RECORDS FOR PROCESSING -
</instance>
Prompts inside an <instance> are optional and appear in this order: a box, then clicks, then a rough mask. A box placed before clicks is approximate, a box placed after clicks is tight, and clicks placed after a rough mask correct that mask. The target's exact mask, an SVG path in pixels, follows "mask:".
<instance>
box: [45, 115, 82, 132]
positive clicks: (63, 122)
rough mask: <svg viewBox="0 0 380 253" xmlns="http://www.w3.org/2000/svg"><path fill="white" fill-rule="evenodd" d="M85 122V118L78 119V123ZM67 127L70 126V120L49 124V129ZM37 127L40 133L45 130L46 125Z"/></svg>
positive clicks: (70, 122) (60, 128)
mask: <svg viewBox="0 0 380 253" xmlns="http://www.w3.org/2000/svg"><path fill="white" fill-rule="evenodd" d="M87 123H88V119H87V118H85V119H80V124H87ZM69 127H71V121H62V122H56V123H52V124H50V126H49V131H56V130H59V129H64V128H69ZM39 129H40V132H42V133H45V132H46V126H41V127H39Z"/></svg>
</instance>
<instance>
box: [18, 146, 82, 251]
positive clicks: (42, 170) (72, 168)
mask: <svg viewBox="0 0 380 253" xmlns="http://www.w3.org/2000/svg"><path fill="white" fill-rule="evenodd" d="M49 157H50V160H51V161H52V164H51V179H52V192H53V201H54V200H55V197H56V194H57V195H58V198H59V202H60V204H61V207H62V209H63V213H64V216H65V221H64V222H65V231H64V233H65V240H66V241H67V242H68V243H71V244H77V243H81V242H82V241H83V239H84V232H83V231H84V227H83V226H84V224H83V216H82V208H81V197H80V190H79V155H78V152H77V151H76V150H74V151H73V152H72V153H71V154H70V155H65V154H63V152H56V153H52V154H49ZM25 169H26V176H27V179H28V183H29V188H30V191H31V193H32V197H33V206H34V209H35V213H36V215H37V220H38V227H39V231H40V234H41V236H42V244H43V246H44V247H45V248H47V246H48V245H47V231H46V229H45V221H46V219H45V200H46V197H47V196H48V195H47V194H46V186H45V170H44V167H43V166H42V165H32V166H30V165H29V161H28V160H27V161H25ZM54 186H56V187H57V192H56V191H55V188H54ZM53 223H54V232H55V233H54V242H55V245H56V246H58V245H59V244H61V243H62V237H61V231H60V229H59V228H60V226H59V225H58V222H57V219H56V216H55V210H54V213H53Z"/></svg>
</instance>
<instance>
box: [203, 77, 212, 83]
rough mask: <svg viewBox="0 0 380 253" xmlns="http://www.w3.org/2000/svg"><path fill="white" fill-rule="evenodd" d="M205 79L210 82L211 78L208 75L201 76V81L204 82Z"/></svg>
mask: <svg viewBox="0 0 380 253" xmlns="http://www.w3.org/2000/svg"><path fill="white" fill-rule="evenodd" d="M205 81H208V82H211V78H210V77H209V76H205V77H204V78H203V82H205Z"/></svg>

WHAT YOU HAVE TO DO -
Each record above needs to be transcribed word for word.

RESPONSE TO THE EXERCISE -
</instance>
Prompts inside an <instance> are optional and appear in this order: a box, then clicks, then a rough mask. A box placed before clicks is approximate, a box placed after clicks is tight, and clicks placed after a rough mask correct that mask. The target's exact mask, an SVG path in pixels, follows "mask:".
<instance>
box: [45, 115, 82, 132]
positive clicks: (63, 122)
rough mask: <svg viewBox="0 0 380 253" xmlns="http://www.w3.org/2000/svg"><path fill="white" fill-rule="evenodd" d="M85 122V118L78 119V123ZM67 127L70 126V120L49 124V129ZM37 127L40 133L45 130L46 125Z"/></svg>
positive clicks: (70, 122) (60, 128)
mask: <svg viewBox="0 0 380 253" xmlns="http://www.w3.org/2000/svg"><path fill="white" fill-rule="evenodd" d="M87 123H88V119H87V118H85V119H80V124H87ZM69 127H71V121H62V122H56V123H52V124H50V126H49V131H56V130H59V129H64V128H69ZM39 129H40V132H42V133H45V132H46V126H41V127H39Z"/></svg>
</instance>
<instance>
box: [18, 146, 82, 251]
positive clicks: (42, 170) (72, 168)
mask: <svg viewBox="0 0 380 253" xmlns="http://www.w3.org/2000/svg"><path fill="white" fill-rule="evenodd" d="M49 157H50V160H51V161H52V164H51V179H52V192H53V201H54V200H55V197H56V194H57V195H58V198H59V202H60V204H61V207H62V209H63V213H64V216H65V221H64V222H65V231H64V233H65V240H66V241H67V242H68V243H71V244H77V243H81V242H82V241H83V239H84V232H83V231H84V227H83V226H84V224H83V216H82V208H81V197H80V190H79V155H78V152H77V151H76V150H74V151H73V152H72V153H71V154H70V155H65V154H63V152H56V153H52V154H49ZM25 169H26V176H27V179H28V183H29V188H30V191H31V193H32V197H33V206H34V209H35V213H36V215H37V220H38V227H39V231H40V234H41V236H42V244H43V246H44V247H45V248H47V246H48V245H47V231H46V229H45V221H46V219H45V200H46V197H47V196H48V195H47V194H46V186H45V170H44V167H43V166H42V165H32V166H30V165H29V161H28V160H27V161H25ZM54 186H56V187H57V192H56V191H55V188H54ZM53 223H54V232H55V233H54V242H55V245H56V246H58V245H59V244H61V243H62V237H61V231H60V229H59V228H60V226H59V225H58V222H57V219H56V216H55V210H54V213H53Z"/></svg>
</instance>
<instance>
box: [203, 77, 212, 83]
rough mask: <svg viewBox="0 0 380 253" xmlns="http://www.w3.org/2000/svg"><path fill="white" fill-rule="evenodd" d="M205 79L210 82L211 78L208 75L201 76V81L204 82Z"/></svg>
mask: <svg viewBox="0 0 380 253" xmlns="http://www.w3.org/2000/svg"><path fill="white" fill-rule="evenodd" d="M205 81H208V82H211V78H210V77H209V76H205V77H204V78H203V82H205Z"/></svg>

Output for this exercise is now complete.